Task statement: Change "drawer pull handle" to "cabinet door handle" in the items, starting at the line that contains "return mask of drawer pull handle" and ending at the line that contains "592), (1022, 591)]". Reproduce only those lines, with nothing else altered.

Records to use:
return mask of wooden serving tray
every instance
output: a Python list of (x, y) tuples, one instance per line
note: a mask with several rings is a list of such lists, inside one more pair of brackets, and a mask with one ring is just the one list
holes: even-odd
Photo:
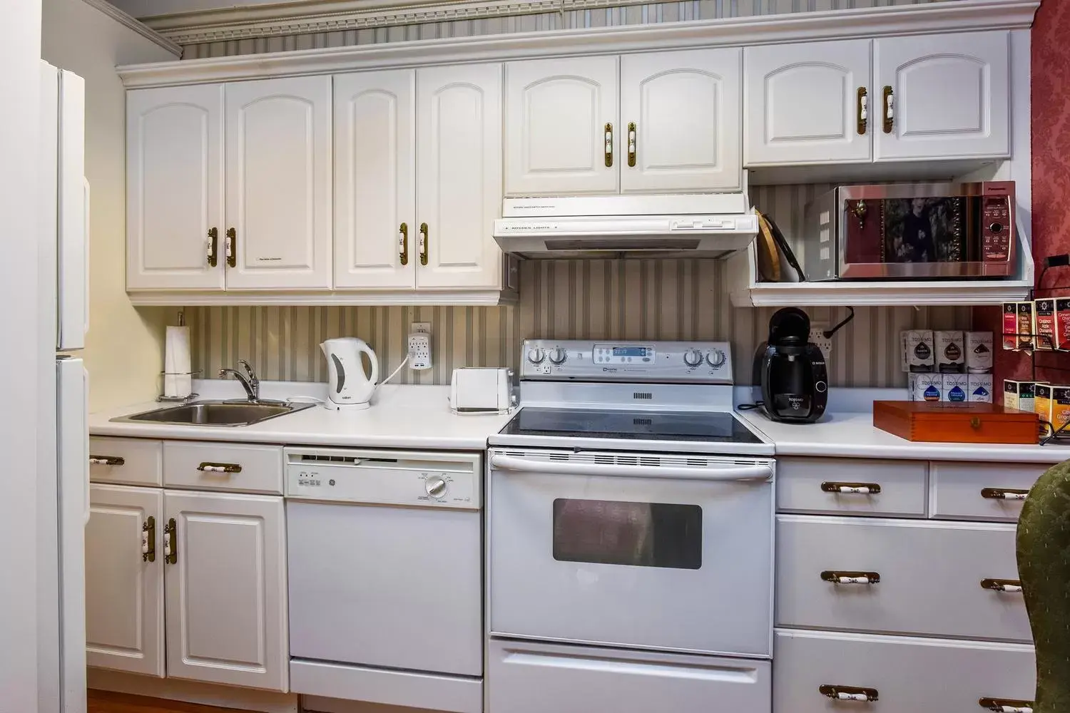
[(1002, 404), (874, 401), (874, 428), (926, 443), (1036, 444), (1037, 414)]

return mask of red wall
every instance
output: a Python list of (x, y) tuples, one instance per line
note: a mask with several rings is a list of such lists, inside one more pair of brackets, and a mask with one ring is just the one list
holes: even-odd
[[(1021, 91), (1014, 87), (1012, 91)], [(1043, 0), (1033, 25), (1033, 259), (1037, 277), (1043, 259), (1070, 252), (1070, 0)], [(1070, 285), (1070, 267), (1052, 268), (1038, 286)], [(1068, 295), (1070, 289), (1040, 292)], [(1029, 359), (1020, 352), (998, 350), (1003, 330), (997, 307), (974, 310), (977, 328), (996, 332), (995, 385), (1003, 379), (1029, 378)], [(1070, 371), (1043, 369), (1041, 365), (1070, 370), (1070, 357), (1041, 354), (1039, 378), (1070, 384)]]

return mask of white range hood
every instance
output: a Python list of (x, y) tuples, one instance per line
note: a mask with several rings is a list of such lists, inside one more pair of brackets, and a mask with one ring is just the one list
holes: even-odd
[(722, 258), (758, 234), (747, 195), (507, 198), (502, 250), (523, 258)]

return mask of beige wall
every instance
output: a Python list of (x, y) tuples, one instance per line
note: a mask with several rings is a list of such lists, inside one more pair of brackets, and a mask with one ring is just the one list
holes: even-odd
[(126, 94), (117, 64), (174, 57), (82, 0), (44, 0), (42, 56), (86, 80), (90, 199), (90, 330), (83, 357), (90, 410), (157, 392), (164, 325), (173, 310), (135, 309), (126, 297)]

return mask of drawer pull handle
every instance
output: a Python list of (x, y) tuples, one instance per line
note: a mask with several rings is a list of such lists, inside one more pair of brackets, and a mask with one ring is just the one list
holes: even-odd
[(880, 483), (835, 483), (825, 481), (821, 484), (821, 490), (826, 493), (842, 493), (857, 495), (880, 495)]
[(876, 572), (834, 572), (825, 570), (821, 573), (821, 578), (831, 582), (834, 585), (875, 585), (881, 582), (881, 575)]
[(1022, 583), (1018, 579), (981, 579), (981, 587), (997, 592), (1022, 591)]
[(1010, 698), (981, 698), (978, 706), (996, 713), (1033, 713), (1031, 700), (1013, 700)]
[(858, 700), (871, 703), (877, 699), (876, 688), (859, 688), (857, 686), (831, 686), (825, 684), (817, 687), (817, 692), (823, 696), (828, 696), (835, 700)]
[(1029, 491), (1018, 487), (982, 487), (981, 497), (989, 500), (1024, 500)]
[(242, 466), (236, 463), (201, 463), (197, 469), (202, 472), (241, 472)]

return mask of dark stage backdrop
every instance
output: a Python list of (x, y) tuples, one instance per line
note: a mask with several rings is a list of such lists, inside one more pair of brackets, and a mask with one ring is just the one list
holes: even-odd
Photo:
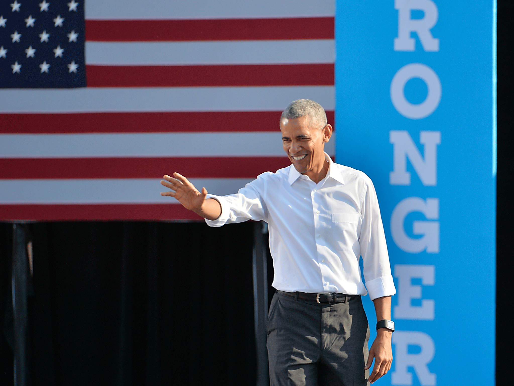
[[(8, 321), (12, 227), (0, 224), (0, 299), (7, 305), (0, 317)], [(29, 384), (255, 384), (253, 223), (28, 228)], [(5, 332), (0, 384), (9, 385), (12, 352)]]

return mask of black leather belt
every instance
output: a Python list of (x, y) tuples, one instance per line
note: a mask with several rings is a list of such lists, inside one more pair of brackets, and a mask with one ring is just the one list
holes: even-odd
[(285, 291), (277, 291), (282, 295), (294, 297), (295, 300), (300, 299), (307, 302), (316, 302), (319, 304), (330, 303), (345, 303), (349, 300), (355, 299), (360, 295), (346, 295), (344, 293), (313, 293), (311, 292), (286, 292)]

Solution to this exercise:
return mask of cabinet door handle
every instance
output: a Python list of (x, y) tuples, one instance per line
note: a mask with several rings is a list of such lists, inside one more pair of brackets, and a mask with one ring is just the one list
holes: even-odd
[(880, 483), (835, 483), (825, 481), (821, 484), (821, 490), (826, 493), (842, 493), (857, 495), (880, 495)]
[(876, 572), (834, 572), (825, 570), (821, 573), (821, 578), (831, 582), (834, 585), (875, 585), (881, 582), (881, 575)]
[(1022, 583), (1018, 579), (981, 579), (981, 587), (997, 592), (1022, 591)]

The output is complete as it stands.